(A block of data)
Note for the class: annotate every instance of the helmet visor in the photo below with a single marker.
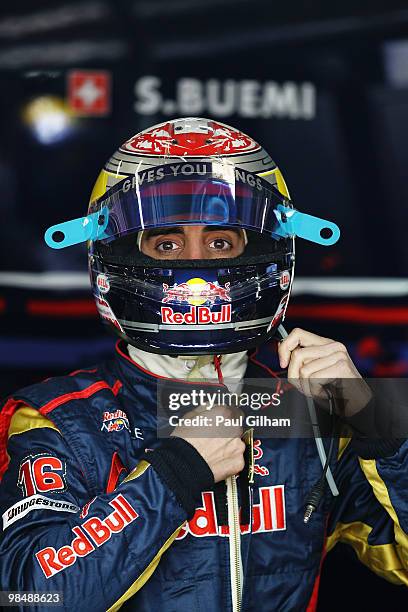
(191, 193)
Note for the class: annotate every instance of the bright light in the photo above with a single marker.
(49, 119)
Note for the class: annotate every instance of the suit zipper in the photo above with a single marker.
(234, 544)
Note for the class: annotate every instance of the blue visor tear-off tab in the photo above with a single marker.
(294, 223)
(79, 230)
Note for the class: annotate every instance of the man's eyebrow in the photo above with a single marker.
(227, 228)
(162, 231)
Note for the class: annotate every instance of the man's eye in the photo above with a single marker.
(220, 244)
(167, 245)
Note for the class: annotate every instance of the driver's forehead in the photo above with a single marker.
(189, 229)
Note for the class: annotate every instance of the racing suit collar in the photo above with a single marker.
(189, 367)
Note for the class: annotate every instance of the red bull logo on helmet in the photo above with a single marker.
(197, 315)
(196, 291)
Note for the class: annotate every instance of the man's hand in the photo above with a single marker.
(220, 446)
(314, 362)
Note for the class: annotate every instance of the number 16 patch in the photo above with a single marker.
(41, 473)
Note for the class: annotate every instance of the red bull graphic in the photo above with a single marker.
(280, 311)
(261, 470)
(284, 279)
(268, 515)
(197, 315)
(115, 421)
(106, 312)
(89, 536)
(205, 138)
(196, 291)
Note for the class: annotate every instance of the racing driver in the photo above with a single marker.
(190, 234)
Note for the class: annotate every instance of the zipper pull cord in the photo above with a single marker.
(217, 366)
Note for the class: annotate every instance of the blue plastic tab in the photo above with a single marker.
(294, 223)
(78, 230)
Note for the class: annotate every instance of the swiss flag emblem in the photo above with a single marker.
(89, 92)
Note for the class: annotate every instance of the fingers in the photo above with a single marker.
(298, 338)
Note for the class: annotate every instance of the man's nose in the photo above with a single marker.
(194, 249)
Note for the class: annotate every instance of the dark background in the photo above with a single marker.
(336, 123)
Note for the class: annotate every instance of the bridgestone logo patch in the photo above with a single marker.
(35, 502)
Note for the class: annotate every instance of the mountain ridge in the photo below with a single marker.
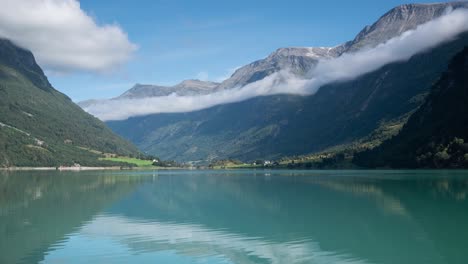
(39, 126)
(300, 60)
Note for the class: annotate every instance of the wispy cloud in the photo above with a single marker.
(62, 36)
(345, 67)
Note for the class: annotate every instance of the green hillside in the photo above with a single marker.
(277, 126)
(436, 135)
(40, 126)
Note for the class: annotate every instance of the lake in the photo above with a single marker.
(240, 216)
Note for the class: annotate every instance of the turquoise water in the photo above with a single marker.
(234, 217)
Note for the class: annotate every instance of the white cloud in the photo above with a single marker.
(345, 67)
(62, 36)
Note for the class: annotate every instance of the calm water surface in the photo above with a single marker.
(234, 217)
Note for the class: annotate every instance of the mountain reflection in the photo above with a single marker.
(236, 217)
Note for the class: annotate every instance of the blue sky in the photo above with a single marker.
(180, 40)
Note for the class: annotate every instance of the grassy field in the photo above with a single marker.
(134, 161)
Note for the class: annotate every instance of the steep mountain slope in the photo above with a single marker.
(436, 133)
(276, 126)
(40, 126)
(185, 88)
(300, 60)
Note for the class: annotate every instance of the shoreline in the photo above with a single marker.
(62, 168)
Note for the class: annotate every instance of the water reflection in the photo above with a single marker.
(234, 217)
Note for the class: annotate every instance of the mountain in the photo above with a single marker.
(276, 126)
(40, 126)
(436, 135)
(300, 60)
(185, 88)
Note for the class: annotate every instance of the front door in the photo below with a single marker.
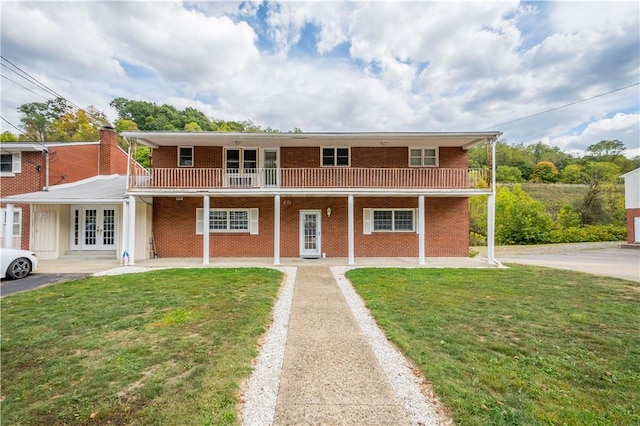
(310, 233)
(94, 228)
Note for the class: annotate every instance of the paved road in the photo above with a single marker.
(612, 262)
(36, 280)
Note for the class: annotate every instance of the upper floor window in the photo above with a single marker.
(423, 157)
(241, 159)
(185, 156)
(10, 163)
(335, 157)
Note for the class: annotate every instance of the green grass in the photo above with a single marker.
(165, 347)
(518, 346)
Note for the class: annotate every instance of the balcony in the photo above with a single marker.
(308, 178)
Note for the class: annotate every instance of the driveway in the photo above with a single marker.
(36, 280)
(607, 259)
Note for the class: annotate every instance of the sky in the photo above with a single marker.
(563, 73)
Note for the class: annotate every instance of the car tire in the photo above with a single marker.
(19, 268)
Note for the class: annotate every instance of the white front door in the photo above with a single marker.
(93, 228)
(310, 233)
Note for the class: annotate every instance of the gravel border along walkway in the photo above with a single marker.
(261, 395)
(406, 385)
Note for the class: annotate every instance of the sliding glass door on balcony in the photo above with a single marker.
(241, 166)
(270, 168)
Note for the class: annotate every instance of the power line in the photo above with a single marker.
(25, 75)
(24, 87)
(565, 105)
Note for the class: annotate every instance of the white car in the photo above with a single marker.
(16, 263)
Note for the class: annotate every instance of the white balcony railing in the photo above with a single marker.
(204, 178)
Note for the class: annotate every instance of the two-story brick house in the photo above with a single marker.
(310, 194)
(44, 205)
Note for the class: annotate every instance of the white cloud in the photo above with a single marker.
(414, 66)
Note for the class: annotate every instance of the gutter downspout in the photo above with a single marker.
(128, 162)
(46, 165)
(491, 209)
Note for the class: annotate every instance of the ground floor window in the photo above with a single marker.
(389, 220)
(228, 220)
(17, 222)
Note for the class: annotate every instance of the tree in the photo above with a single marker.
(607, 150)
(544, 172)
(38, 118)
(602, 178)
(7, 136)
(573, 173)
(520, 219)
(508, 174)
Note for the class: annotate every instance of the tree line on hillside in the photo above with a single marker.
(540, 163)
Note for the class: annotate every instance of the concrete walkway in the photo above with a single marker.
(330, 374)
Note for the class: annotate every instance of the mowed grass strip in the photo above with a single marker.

▸ **DIRECTIONS FOR THIS TASK**
Except for the pictures, give all the material above again verbatim.

▸ **EXERCISE SOLUTION**
Note for the class: annotate every instance of the helmet visor in the photo below with a single marker.
(191, 193)
Note for the class: annotate every instance of the bright light in the photo above with a single marker.
(49, 119)
Note for the class: annotate every instance of the suit zipper in the photo above with a single marker.
(234, 544)
Note for the class: annotate every instance of the blue visor tear-off tab in the photo above with a single marker.
(294, 223)
(79, 230)
Note for the class: annotate every instance of the man's eyebrow in the photo above with a single marker.
(227, 228)
(162, 231)
Note for the class: annotate every instance of the man's eye in the photo above with a single marker.
(220, 244)
(167, 245)
Note for the class: annotate every instance of the driver's forehead in the photo above with a single marker.
(189, 229)
Note for the class: annotate every instance of the racing suit collar in the photo above with a single marker.
(189, 367)
Note for the class: annotate every instance of the red bull logo on helmet in the photo above with a single marker.
(197, 315)
(196, 291)
Note for the class: annotate every instance of the man's hand in the photo above with a single marker.
(220, 446)
(314, 362)
Note for the class: annotate every instance of the number 16 patch in the photo above with a single marker.
(41, 473)
Note for the class: annotate every instance of the red bull graphic in the photo above with a single marker.
(280, 311)
(261, 470)
(284, 279)
(268, 515)
(197, 315)
(115, 421)
(106, 312)
(89, 536)
(205, 138)
(196, 291)
Note for the class: annotate every instance of the racing driver in the photo above with a single marker.
(190, 234)
Note for the class: annotate every instance of the zipper pull cord in the photo above with a single marker.
(217, 366)
Note for the class: annotate every instance of the blue plastic tab in the photo above with a single marker.
(294, 223)
(78, 230)
Note for the class: annotate every instance of the swiss flag emblem in the photo above with a single marker.
(89, 92)
Note for the class: annotate every instance of the fingers in the photo above with a single marker.
(298, 338)
Note for the class: annotate every instance of the man's nose in the photo above with a single marker.
(194, 249)
Note for the class: annotate every instance of the dark background in the photo above with a single marker.
(336, 123)
Note for the class: annotate every instance of the bridgestone logo patch in the photo above with a single marker.
(35, 502)
Note for the class: annotate every instance of the mountain ridge in the photo below with a single marker.
(39, 126)
(300, 60)
Note for the class: annotate every instance of the wispy cloud in the photo above with a single marker.
(62, 36)
(345, 67)
Note for the class: annotate every instance of the green hillside in the photo above with a single marker.
(277, 126)
(436, 135)
(40, 126)
Note for the class: annotate every instance of the lake in the photo above with a single marker.
(240, 216)
Note for the class: annotate every instance of the turquoise water in the photo above with a single marker.
(234, 217)
Note for the class: annotate every instance of the white cloud in the photo above with a single marker.
(345, 67)
(62, 36)
Note for the class: annotate every instance of the calm water surface in the photo above with a single marker.
(234, 217)
Note for the class: annotate every instance of the mountain reflection in the photo above with a single marker.
(236, 217)
Note for the class: annotate every instance of the blue sky in the photo above with a single marker.
(180, 40)
Note for the class: annotate every instance of the grassy field in the photo above with a single marker.
(134, 161)
Note for the class: annotate every instance of the steep mountain slope in the photo above with a single marker.
(436, 133)
(276, 126)
(40, 126)
(185, 88)
(300, 60)
Note for the class: annotate every instance of the shoreline in the photo above with a single marker.
(62, 168)
Note for the class: annotate every instance of the water reflection in the photo above with a single marker.
(234, 217)
Note for the class: annotate every instance of the mountain in the photo above with a single marker.
(276, 126)
(40, 126)
(436, 135)
(300, 60)
(185, 88)
Note for the class: annotate every instance of the front door in the photo below with a single marker.
(310, 233)
(94, 228)
Note for the class: annotate every instance of the paved road in the photo above with a single marker.
(612, 262)
(36, 280)
Note for the class: annotate every instance of the upper floor window in the photo above with a single marker.
(423, 157)
(241, 159)
(185, 156)
(10, 163)
(335, 157)
Note for the class: annotate every instance of the green grass in the photo above with a single marker.
(165, 347)
(518, 346)
Note for the class: annotate every instance of the balcony in the photo above with a single marker.
(308, 178)
Note for the class: annotate every instance of the driveway in the photo above with a single marker.
(36, 280)
(607, 259)
Note for the class: annotate every instance of the sky in the photo above with a single marker.
(563, 73)
Note for the class: annotate every instance of the car tire in the photo above with a single marker.
(19, 268)
Note for the class: annotate every instance of the white front door in the photo above with a single marker.
(93, 228)
(310, 233)
Note for the class: annotate every instance of the gravel border along walkway in the photo above with a single marker.
(261, 395)
(406, 385)
Note for the class: annotate every instance of the sliding glass door on balcony in the photo above with a single marker.
(241, 166)
(270, 168)
Note for the class: annotate every instance of the power line in the photo above with a single marker.
(25, 75)
(24, 87)
(565, 105)
Note for the class: annotate every instance of the white car in the photo above with a single marker.
(16, 263)
Note for the class: annotate every instance of the white balcony railing in the photo above with a single marker.
(204, 178)
Note for the class: annotate every instance of the two-story brick house in the photo above with a single marker.
(310, 194)
(44, 205)
Note for the class: annotate every instance of the white cloud in the photo above with a single marker.
(414, 66)
Note for the class: annotate every instance of the gutter downspout in the photo above with a single marker.
(128, 162)
(46, 165)
(491, 209)
Note for the class: annotate every instance of the ground floor window in the photo above with a single marker.
(389, 220)
(228, 220)
(17, 222)
Note for the class: annotate every instance of the tree in the photo above with a single marker.
(607, 150)
(544, 172)
(38, 118)
(602, 178)
(7, 136)
(573, 173)
(520, 219)
(508, 174)
Note for the class: annotate every instance of the tree line on hillside in the photo above with a single marker.
(540, 163)
Note for the class: annotate every instance of the concrete walkway in the photo above with a single marker.
(330, 374)
Note for the class: annotate every instance of the mowed grass strip in the photo above with a single marker.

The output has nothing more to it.